• Testo selezionato:
Eremo di Via vado di sole , L’Aquila marcoledì 31 marzo 2010

sabato 27 marzo 2010

GRAFFITI 6 : DIVERSITA'

GRAFFITI 6 : DIVERSITA’

Fabrizio De Andrè l’ha cantata con questi versi e con la sua musica inconfondibile.
Il poeta di Marinella, ,dei vicoli di Genova, il poeta amato da Don Andrea Gallo che dalle sue canzoni ha tratto un quinto evangelio non poteva rimanere indifferente davanti alla storia di Princesa (la canzone è contenuta nell’album “Anime Salve del 1996)
Canta Fabrizio di Andrè:

Sono la pecora sono la vacca
che agli animali si vuol giocare
sono la femmina camicia aperta
piccole tette da succhiare

Sotto le ciglia di questi alberi
nel chiaroscuro dove son nato
che l'orizzonte prima del cielo
ero lo sguardo di mia madre

"che Fernandino è come una figlia
mi porta a letto caffè e tapioca
e a ricordargli che è nato maschio
sarà l'istinto sarà la vita"

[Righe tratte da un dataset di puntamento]
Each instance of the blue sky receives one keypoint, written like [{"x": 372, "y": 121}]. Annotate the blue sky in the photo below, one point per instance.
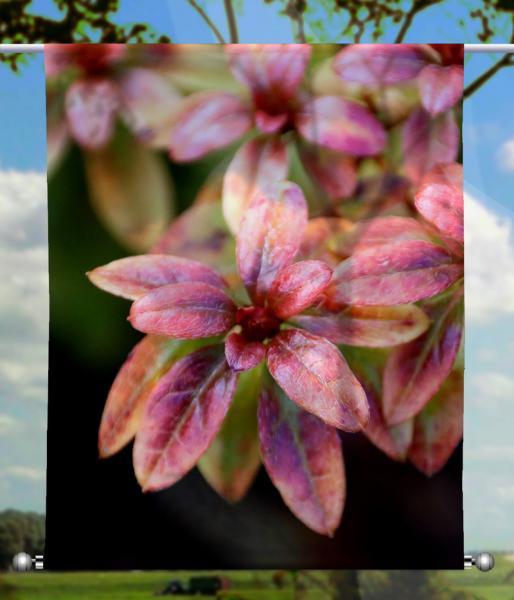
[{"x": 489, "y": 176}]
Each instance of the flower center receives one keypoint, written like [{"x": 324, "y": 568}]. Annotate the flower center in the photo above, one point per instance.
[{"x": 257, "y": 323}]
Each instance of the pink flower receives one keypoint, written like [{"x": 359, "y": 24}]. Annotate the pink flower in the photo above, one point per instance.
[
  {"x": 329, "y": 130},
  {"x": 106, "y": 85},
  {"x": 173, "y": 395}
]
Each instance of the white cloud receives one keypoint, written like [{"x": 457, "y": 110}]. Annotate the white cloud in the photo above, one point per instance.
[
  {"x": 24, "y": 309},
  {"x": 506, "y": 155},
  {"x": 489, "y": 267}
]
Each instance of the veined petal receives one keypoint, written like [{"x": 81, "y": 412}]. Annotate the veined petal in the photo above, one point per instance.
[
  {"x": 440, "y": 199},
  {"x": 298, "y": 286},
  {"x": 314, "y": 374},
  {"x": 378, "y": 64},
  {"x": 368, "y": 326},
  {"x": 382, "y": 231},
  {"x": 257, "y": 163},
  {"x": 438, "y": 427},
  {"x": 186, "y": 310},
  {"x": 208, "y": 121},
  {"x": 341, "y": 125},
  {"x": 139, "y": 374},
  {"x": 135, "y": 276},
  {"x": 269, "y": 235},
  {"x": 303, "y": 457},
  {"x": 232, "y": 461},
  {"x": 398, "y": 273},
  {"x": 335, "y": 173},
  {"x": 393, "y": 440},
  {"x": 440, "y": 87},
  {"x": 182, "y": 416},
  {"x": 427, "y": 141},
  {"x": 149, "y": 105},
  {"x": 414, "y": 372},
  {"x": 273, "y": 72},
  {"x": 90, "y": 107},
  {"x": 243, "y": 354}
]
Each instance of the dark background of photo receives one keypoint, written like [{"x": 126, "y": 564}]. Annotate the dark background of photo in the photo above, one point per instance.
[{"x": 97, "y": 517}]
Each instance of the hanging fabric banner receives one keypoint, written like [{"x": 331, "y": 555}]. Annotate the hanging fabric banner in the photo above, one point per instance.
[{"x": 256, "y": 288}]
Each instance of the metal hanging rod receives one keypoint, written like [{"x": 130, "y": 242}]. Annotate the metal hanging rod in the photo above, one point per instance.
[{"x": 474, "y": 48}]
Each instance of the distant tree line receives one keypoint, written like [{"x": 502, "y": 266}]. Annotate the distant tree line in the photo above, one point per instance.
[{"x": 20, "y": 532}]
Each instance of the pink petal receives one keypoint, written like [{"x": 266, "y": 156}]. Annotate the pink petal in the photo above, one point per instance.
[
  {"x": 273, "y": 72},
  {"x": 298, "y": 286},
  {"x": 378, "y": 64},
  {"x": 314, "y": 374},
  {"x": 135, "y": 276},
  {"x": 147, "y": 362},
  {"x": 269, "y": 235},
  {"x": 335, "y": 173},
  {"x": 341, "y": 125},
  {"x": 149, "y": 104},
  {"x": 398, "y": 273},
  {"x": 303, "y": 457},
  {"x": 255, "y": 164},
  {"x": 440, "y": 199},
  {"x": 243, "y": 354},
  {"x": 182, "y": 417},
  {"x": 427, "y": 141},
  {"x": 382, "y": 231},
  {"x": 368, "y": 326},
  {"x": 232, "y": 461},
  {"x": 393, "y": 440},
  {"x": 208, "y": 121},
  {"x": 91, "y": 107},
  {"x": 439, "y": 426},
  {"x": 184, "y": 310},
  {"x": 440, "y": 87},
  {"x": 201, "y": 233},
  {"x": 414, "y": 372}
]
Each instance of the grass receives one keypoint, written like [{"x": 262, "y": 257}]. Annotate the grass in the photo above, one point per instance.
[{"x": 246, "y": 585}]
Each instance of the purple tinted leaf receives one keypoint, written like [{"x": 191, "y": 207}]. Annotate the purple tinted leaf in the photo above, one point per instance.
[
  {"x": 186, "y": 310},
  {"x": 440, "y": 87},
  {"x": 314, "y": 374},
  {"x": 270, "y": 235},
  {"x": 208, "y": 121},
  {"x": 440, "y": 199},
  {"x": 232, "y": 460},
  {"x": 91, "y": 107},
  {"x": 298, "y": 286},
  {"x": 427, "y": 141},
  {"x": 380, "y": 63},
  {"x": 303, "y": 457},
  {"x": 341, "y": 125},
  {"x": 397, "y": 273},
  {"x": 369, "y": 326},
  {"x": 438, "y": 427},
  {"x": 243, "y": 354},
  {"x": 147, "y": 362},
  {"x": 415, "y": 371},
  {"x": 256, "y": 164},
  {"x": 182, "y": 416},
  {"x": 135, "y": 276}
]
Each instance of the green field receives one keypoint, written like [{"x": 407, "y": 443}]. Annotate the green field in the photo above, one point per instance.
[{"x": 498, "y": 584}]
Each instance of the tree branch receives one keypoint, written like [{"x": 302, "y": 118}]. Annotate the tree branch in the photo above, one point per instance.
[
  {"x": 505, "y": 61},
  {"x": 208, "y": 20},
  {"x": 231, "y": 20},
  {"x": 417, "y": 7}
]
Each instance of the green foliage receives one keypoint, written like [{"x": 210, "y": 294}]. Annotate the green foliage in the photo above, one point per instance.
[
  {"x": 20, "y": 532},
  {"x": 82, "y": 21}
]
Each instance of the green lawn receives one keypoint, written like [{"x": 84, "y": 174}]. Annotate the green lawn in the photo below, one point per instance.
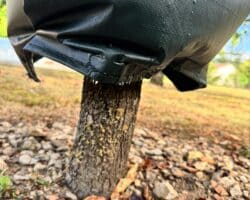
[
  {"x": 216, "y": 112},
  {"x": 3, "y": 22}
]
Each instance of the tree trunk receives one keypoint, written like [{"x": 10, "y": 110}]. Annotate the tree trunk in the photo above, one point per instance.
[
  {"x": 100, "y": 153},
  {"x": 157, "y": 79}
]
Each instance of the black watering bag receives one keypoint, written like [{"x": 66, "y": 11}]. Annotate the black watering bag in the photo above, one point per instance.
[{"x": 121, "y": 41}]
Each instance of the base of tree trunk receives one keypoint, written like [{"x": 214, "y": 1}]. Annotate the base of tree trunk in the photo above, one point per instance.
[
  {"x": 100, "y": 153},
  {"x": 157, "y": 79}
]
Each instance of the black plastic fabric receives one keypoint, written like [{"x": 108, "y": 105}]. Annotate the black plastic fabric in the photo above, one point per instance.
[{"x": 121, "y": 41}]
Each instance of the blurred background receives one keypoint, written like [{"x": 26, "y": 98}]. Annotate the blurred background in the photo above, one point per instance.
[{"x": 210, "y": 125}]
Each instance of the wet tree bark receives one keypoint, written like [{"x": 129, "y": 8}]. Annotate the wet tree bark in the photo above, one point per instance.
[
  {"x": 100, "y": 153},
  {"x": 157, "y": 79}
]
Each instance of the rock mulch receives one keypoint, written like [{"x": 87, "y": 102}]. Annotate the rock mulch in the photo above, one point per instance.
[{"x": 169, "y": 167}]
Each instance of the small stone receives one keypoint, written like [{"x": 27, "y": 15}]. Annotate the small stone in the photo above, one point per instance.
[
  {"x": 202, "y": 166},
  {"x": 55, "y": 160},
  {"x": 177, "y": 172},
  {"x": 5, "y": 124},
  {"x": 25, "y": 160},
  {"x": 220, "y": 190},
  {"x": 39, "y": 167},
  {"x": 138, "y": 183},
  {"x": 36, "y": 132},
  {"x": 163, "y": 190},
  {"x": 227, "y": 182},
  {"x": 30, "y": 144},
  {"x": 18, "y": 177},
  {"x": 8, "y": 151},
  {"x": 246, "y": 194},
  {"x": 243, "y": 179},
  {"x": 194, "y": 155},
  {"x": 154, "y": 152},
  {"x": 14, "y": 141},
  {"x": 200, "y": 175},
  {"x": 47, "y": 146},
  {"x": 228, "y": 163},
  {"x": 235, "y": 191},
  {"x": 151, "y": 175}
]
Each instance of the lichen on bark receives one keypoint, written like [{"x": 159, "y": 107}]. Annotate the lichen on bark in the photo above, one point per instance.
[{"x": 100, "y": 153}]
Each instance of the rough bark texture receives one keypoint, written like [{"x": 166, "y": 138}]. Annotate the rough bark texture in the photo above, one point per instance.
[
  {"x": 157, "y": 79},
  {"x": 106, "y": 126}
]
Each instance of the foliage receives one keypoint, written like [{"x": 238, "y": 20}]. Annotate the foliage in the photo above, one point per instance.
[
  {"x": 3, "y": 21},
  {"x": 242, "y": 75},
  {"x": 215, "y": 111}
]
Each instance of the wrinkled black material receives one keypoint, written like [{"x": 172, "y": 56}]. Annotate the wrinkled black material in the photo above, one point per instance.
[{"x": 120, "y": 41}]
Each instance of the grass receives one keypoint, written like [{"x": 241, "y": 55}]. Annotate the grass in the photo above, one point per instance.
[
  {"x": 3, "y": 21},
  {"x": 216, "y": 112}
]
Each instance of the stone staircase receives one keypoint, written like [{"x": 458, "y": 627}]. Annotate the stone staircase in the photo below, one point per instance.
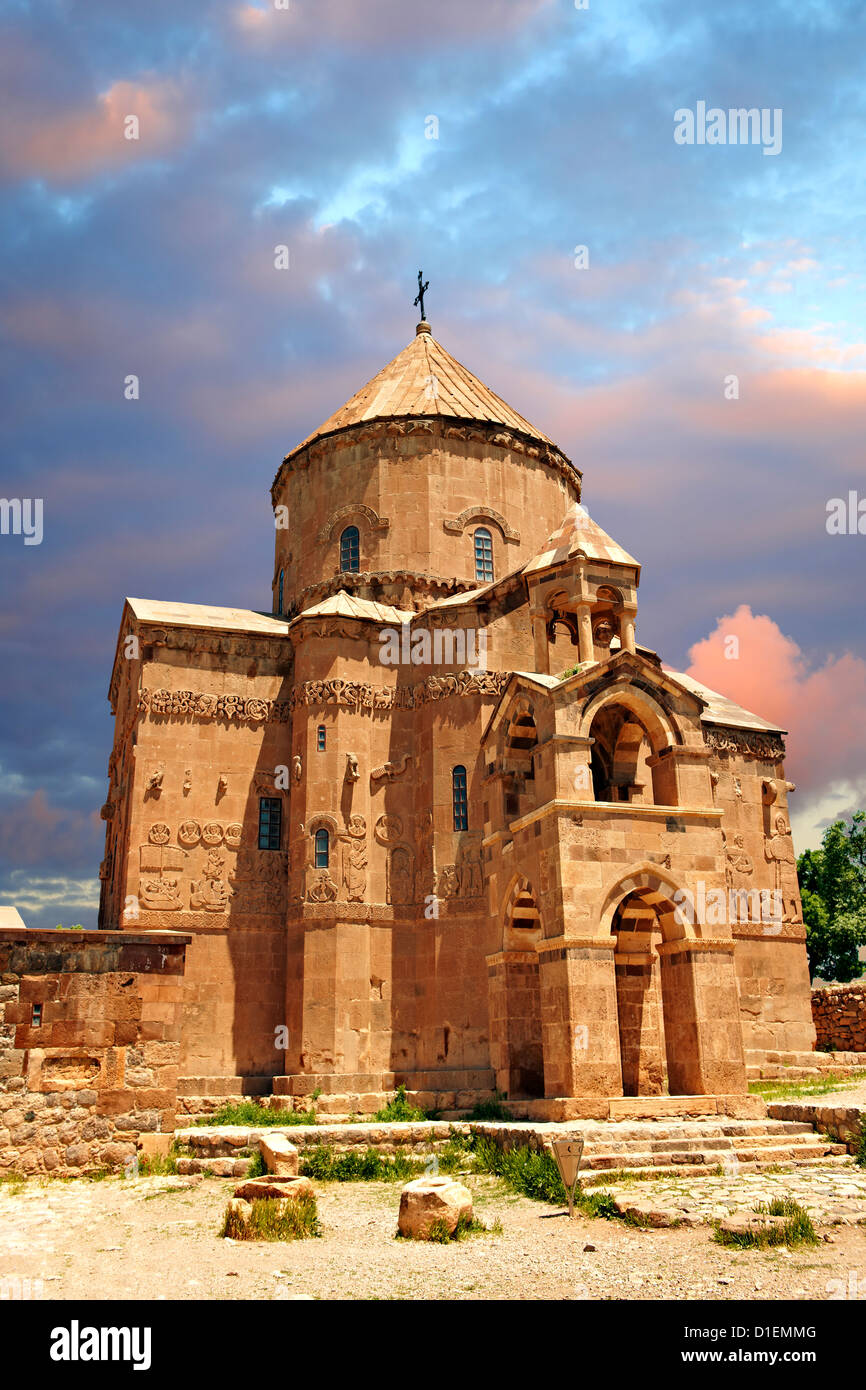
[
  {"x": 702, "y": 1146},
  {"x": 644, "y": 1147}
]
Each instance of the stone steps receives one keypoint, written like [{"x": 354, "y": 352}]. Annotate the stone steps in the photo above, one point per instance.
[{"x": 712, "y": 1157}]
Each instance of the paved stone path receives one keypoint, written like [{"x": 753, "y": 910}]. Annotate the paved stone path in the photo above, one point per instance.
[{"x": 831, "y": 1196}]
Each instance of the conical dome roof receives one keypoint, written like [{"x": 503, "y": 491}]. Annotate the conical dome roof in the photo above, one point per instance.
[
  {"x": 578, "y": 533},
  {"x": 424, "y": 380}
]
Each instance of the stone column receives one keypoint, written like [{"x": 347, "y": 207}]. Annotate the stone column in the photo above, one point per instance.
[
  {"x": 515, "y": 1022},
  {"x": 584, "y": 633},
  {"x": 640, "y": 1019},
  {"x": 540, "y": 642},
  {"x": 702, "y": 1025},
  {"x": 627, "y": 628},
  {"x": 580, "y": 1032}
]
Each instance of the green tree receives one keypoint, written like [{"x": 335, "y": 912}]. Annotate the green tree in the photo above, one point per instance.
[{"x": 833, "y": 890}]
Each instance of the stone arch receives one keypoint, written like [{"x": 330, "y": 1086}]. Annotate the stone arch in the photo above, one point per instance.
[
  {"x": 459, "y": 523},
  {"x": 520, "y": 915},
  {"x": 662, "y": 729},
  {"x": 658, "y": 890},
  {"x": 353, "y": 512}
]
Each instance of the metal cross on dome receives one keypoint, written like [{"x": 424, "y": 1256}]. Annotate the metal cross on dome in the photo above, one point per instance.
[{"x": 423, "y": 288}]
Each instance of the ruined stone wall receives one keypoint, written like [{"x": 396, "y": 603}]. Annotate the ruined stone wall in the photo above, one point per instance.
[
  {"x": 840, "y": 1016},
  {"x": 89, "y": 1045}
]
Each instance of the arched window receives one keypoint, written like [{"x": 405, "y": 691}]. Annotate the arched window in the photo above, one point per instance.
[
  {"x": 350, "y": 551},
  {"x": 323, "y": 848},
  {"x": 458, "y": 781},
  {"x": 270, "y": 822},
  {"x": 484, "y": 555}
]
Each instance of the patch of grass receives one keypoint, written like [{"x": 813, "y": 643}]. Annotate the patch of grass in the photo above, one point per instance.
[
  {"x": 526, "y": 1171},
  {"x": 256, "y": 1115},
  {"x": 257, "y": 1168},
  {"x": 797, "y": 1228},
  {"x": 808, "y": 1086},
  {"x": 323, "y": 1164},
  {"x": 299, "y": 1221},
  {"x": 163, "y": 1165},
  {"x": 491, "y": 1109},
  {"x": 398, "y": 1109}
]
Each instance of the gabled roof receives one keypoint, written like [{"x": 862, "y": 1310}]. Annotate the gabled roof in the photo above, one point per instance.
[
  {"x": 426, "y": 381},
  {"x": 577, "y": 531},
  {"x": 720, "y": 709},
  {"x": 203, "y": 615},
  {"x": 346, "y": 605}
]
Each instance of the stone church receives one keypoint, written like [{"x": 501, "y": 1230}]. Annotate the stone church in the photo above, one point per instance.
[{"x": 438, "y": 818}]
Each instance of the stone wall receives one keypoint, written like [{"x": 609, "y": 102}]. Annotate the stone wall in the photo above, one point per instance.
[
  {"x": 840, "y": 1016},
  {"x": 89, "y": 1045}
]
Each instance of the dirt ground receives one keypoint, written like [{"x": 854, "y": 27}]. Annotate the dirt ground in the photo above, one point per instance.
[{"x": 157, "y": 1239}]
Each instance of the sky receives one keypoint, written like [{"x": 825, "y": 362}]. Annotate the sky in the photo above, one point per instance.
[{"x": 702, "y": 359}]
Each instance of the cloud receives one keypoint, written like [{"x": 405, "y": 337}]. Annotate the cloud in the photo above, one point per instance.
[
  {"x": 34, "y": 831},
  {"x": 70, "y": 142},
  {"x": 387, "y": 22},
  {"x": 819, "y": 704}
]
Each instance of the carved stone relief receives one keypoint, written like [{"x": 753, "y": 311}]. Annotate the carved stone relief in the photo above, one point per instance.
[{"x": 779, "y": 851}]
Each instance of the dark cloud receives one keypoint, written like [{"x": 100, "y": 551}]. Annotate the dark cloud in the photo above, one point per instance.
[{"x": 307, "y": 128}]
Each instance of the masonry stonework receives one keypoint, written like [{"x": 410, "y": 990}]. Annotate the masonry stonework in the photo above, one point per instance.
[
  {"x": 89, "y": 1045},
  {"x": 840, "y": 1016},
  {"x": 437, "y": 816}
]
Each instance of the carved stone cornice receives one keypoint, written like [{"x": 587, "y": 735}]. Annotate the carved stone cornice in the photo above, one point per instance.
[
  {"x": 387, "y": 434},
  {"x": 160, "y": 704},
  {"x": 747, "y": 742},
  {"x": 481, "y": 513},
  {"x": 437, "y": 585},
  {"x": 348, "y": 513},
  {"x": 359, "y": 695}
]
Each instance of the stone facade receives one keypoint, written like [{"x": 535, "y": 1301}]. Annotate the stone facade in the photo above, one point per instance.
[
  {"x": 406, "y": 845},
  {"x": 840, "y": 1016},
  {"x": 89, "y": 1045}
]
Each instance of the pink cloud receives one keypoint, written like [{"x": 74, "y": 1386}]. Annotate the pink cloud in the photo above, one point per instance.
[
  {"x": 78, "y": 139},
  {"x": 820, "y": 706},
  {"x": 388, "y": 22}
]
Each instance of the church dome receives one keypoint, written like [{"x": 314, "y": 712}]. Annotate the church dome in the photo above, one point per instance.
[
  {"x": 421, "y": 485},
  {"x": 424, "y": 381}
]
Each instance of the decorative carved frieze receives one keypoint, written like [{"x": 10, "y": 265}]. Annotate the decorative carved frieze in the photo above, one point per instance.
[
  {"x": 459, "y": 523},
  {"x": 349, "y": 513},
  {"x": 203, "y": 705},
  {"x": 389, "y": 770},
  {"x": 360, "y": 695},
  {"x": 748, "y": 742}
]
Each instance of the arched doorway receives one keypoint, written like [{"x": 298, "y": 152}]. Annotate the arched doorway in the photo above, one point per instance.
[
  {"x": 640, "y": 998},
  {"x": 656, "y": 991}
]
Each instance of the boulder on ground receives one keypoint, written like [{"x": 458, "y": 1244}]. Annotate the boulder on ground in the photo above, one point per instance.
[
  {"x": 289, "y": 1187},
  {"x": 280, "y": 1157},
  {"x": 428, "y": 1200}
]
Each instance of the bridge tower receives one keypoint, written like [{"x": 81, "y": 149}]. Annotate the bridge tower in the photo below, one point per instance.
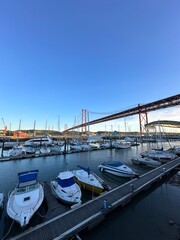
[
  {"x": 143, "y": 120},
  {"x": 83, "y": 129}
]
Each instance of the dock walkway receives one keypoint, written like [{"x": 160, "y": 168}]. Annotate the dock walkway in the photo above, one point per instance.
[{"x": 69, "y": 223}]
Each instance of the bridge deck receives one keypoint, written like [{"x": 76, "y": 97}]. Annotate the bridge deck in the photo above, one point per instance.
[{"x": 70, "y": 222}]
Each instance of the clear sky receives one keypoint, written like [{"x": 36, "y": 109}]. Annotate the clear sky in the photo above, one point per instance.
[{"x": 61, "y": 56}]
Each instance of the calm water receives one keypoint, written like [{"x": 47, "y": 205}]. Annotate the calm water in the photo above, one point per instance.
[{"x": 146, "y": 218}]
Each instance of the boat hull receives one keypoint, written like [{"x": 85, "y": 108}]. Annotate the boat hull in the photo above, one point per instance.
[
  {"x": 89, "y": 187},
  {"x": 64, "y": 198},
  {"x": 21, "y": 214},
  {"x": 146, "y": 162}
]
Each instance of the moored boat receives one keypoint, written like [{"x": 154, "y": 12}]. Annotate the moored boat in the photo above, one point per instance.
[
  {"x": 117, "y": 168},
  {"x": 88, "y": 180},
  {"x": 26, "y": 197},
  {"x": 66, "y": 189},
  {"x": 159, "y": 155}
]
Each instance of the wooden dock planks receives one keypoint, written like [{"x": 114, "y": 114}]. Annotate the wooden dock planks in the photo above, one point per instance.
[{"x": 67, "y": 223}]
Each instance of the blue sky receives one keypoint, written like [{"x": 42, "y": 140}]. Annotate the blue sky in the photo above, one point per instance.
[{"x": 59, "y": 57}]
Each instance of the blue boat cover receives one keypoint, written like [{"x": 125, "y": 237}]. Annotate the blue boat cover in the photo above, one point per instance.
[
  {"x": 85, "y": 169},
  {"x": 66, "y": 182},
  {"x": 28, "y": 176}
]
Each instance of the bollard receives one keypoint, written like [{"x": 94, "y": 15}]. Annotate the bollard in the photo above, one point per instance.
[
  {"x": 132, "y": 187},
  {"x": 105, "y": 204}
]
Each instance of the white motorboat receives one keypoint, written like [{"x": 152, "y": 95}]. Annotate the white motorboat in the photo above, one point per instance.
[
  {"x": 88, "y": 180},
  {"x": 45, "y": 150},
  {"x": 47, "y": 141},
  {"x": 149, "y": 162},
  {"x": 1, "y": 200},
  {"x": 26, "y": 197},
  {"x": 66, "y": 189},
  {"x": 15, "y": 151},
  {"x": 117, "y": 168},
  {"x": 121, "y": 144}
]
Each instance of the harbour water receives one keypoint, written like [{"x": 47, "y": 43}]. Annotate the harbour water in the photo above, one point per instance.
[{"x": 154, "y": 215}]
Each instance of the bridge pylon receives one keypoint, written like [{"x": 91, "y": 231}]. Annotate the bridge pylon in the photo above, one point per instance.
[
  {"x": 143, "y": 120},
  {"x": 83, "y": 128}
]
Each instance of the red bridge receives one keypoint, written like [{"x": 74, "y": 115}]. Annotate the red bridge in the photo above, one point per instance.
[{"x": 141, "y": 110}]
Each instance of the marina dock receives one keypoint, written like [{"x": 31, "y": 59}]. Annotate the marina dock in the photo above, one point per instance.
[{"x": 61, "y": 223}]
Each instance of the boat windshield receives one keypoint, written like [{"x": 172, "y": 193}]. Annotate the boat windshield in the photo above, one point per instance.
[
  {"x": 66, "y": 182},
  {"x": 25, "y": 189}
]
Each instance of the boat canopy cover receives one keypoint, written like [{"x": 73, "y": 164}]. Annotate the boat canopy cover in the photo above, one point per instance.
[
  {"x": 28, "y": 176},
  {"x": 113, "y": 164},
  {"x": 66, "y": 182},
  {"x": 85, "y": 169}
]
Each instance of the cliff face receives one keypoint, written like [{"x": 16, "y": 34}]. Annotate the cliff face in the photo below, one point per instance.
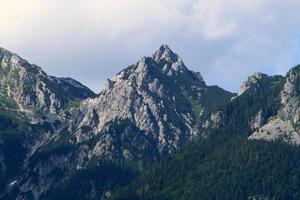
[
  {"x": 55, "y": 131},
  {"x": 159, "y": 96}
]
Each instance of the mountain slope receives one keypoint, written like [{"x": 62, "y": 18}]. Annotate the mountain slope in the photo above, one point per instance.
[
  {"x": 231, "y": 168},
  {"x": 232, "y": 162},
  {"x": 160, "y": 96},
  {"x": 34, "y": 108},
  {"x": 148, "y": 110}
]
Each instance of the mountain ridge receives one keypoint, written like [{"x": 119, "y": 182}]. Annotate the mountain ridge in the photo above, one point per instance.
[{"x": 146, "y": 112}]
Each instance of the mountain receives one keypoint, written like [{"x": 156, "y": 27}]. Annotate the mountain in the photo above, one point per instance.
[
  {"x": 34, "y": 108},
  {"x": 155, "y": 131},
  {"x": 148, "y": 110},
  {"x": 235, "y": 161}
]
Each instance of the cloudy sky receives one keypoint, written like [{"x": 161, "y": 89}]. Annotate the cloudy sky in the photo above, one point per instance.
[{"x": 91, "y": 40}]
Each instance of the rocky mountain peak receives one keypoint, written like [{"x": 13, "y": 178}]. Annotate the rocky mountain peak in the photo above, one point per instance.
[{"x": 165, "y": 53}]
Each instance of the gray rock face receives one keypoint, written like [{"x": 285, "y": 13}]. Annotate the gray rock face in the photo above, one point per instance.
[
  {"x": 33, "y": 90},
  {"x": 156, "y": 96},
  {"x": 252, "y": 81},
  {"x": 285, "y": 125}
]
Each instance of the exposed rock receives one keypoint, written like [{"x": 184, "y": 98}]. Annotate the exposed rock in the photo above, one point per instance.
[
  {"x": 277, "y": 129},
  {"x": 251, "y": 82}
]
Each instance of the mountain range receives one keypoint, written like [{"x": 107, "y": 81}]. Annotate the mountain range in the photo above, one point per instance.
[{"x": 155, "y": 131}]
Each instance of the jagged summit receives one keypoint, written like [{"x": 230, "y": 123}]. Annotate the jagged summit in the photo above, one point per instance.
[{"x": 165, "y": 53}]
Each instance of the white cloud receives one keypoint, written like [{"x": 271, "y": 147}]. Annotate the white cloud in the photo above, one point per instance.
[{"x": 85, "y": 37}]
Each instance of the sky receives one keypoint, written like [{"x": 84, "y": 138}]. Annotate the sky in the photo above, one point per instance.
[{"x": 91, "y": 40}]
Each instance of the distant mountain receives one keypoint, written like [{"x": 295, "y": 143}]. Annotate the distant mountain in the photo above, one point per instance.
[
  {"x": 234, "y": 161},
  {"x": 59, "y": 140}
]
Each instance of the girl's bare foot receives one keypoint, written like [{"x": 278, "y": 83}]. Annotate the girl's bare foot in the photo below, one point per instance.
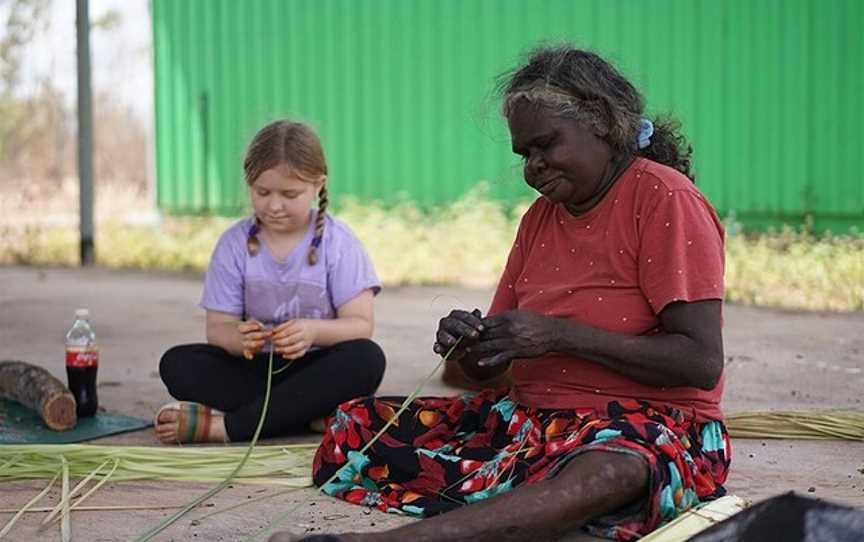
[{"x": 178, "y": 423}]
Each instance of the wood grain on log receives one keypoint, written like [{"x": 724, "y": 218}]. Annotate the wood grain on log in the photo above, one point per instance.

• Compito richiesto:
Secondo il testo selezionato, in quale album si trova la canzone dedicata alla storia di Princesa? Le righe non hanno alcun legame con il testo selezionato.

• Risposta al compito:
Nell'album «Anime Salve» del 1996.